It has been a splendid year for books.  I can't remember a time when I stumbled upon so many fine writers, so many interesting novels, so much engrossing non-fiction, such splendid and moving poetry.

I wanted to share the titles of some books worthy of your consideration, listed here in no particular order.  I hope that you had a good year of reading and that in 2020 you will find many hours to escape from the insanity of the world in the quiet, solitary silence of good books.

***

Marion Poschmann's The Pine Islands, a slender novel about "a journeyman lecturer on beard fashions in film," was not only a pleasant excursion into Japanese history and geography, but it led me back to Basho's great classic The Narrow Road to the Deep North in the David Landis Barnhill translation. Poschmann is a highly regarded German writer whose books are just now being translated.

Ariana Harwicz's Die, My Love is a chilling story of a woman's deepening hatred for her husband and child (and for everyone else).  This isn't merely another Hollywood version of the alienated wife in the mode of "Alice Doesn't Live Here Anymore," nor is it a story of madness; instead, Harwicz, a young Argentinian writer, mercilessly dissects the pretensions of love, marriage, and child rearing.  The corpse that's left isn't pretty.

The inimitable Daša Drndi's two novels of the life and near-death of Andreas Ban that I read this year, Belladonna and EEG (her final novel) operate in that rare space of politically sophisticated and philosophically dense fiction that is one of the staples of Eastern European writing. Ban, a melancholic psychologist and writer, meditates on history, genocide, love, hope and hopelessness in the style of Dubravka Ugrešić (The Ministry of Pain) and Zoran Feric (The Death of the Little Match Girl).  These are all bracing books--dense, unrelenting, demanding, but ultimately rewarding as you must think deeply and pay attention as you read. 

Valeria Luiselli, Lost Children Archive, which I have written about in this blog, was the most affecting novel that I read this year. I have now read all of Luiselli's books and also recommend Sidewalks, her short essays on persons and places, thoughts while walking--with a lovely introduction and appreciation by Cees Nooteboom.  I am astonished to learn that former president Obama read and enjoyed this heart-wrenching novel about our border and its victims. Would that someone with power to effect a change in our immigration policies read this fine book.

Provided material ▸

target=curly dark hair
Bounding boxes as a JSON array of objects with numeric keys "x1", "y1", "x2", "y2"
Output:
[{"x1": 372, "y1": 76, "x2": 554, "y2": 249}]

What you have to do ▸
Answer these from the year-end book list above:
1. Which translation of Basho's The Narrow Road to the Deep North did The Pine Islands lead back to?
2. What nationality is Ariana Harwicz given?
3. Who wrote the introduction to Sidewalks?

Reply ▸
1. The David Landis Barnhill translation.
2. Argentinian.
3. Cees Nooteboom.